Problem statement
Could you write out every one of the records below word for word, with nothing left out or changed?

== Material to process ==

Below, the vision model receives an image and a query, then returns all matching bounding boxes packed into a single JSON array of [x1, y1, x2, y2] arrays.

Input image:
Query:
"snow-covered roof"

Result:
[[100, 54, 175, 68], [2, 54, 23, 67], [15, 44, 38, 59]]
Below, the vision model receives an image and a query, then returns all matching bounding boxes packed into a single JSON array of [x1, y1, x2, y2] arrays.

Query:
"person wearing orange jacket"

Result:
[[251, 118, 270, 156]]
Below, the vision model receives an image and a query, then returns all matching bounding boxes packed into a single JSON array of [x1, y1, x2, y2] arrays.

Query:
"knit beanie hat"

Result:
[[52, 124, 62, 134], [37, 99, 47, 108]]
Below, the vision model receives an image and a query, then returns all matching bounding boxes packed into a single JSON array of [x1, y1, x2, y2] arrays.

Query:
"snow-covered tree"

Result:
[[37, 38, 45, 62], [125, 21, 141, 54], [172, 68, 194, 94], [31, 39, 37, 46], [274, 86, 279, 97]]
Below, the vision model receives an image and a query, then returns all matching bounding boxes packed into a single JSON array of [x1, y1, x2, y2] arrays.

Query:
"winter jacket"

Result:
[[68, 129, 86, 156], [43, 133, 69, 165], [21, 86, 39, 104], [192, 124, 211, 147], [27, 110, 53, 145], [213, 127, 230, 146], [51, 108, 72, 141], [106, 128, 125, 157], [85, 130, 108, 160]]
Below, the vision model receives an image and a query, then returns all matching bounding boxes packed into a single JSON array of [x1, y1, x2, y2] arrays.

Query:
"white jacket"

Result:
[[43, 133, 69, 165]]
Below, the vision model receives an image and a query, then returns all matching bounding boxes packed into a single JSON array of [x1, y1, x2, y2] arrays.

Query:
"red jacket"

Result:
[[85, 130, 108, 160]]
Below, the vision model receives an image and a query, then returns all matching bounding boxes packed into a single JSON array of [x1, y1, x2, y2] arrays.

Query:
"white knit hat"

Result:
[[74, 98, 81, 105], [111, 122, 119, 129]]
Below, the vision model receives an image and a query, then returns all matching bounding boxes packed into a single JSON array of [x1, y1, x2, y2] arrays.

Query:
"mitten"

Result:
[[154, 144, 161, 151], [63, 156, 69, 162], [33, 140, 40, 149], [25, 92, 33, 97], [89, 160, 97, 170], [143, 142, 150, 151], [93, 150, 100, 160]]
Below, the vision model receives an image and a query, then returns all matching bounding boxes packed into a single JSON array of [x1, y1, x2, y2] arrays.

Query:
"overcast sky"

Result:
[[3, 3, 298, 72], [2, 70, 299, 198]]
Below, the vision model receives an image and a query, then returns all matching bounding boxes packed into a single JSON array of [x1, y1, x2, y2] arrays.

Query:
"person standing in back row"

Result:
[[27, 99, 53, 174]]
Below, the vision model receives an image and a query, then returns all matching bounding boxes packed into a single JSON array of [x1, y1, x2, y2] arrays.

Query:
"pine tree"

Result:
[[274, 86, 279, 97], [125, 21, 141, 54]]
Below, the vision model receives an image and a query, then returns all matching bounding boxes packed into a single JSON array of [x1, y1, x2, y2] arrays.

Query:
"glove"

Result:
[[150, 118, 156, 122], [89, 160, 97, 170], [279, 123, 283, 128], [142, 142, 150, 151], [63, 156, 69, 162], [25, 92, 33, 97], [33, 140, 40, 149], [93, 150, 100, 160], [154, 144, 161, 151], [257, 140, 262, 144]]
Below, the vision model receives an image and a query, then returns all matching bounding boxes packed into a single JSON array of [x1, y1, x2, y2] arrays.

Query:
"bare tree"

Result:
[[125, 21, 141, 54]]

===

Task solution
Below, the vision model receives an image and a query, then returns all matching bounding boxes packed into a single JSON array of [x1, y1, x2, y2] arrays.

Input image:
Query:
"snow-covered roof"

Result:
[[100, 54, 175, 68], [2, 54, 23, 67], [15, 44, 38, 59]]
Below, the vision model receives an image and a query, then returns all matching bounding boxes packed into a single JSON array of [x1, y1, x2, y2] arrays.

Query:
"person wearing orange jacket"

Result:
[[251, 118, 270, 156]]
Below, the vision model receives an image and a query, then returns all matching bounding boxes packed into a single JSON array of [x1, y1, x2, y2] arrays.

Query:
"knit beanie hat"

Result:
[[52, 124, 62, 134], [37, 99, 47, 108]]
Below, the vision model receives an image and a query, then returns all matching bounding boxes packed into a single JSON array of [x1, y1, x2, y2] arrays.

Query:
"snow-covered tree"

Result:
[[37, 38, 45, 62], [125, 21, 141, 54], [172, 68, 194, 94], [31, 39, 37, 46], [274, 86, 279, 97]]
Below, the vision model receives an image and a query, then returns all matching bounding boxes packed into a single JSON array of [x1, y1, x2, y2] arrays.

Query:
"winter jacket"

Result:
[[68, 129, 86, 156], [43, 133, 69, 165], [21, 86, 39, 104], [192, 124, 211, 147], [27, 110, 53, 145], [213, 127, 230, 146], [51, 108, 72, 141], [106, 128, 125, 157], [85, 130, 108, 160]]
Below, the vision model receives an image and a query, then returns all matching bounding boxes packed into a single JSON array of [x1, y1, x2, y2] arrays.

Query:
"white jacket"

Result:
[[43, 133, 69, 165]]
Below, the vision model receives an image and a query, then returns all matching bounding boxes packed into a single JSON array of [x1, y1, x2, y2] arrays.

Query:
"red jacket"

Result:
[[85, 130, 108, 160]]
Below, the vision model receives an image and a query, then returns all matching bounding boxes packed into a single JSON array of [x1, y1, x2, y2] arrays.

Query:
"white knit hat"

Result:
[[74, 98, 81, 105], [111, 122, 119, 129]]
Below, the vision model receives an image and a query, then returns all matching bounding boxes packed into a single JSON array of [x1, y1, x2, y2] arrays.

Query:
"mitten"

Result:
[[154, 144, 161, 151], [63, 156, 69, 162], [33, 140, 40, 149], [25, 92, 33, 97], [89, 160, 97, 170], [143, 142, 150, 151], [93, 150, 100, 160]]
Below, the vision model receives an image and a query, then returns all matching bounding boxes packed into a single JSON array of [x1, y1, x2, y2] arrays.

Query:
"overcast sky"

Result:
[[3, 3, 298, 72], [2, 70, 299, 198]]
Below, the vision model receives an image and a query, then returns all matching bounding boxes packed into a single JSON array of [x1, y1, x2, y2] arrays.

Query:
"person standing in back row"

Result:
[[27, 99, 53, 174]]
Below, the vision model receives an image and a query, then returns all matching bounding boxes packed into a single JSON array of [x1, y1, x2, y2] arrays.

Query:
"pine tree"

Result:
[[274, 86, 279, 97], [125, 21, 141, 54]]
Below, the vision model receives an image and a query, then returns all matching bounding boxes packed into a single JSON array of [x1, y1, x2, y2] arrays.

Query:
"glove"

Result:
[[150, 118, 156, 122], [89, 160, 97, 170], [279, 123, 283, 128], [142, 142, 150, 151], [63, 156, 69, 162], [25, 92, 33, 97], [33, 140, 40, 149], [93, 150, 100, 160], [154, 144, 161, 151], [257, 140, 262, 144]]
Below, the vision model receives an image and a query, then returns all matching bounding boxes packed into a single JSON array of [x1, y1, x2, y2] arrays.

Query:
"bare tree"

Result:
[[125, 21, 141, 54]]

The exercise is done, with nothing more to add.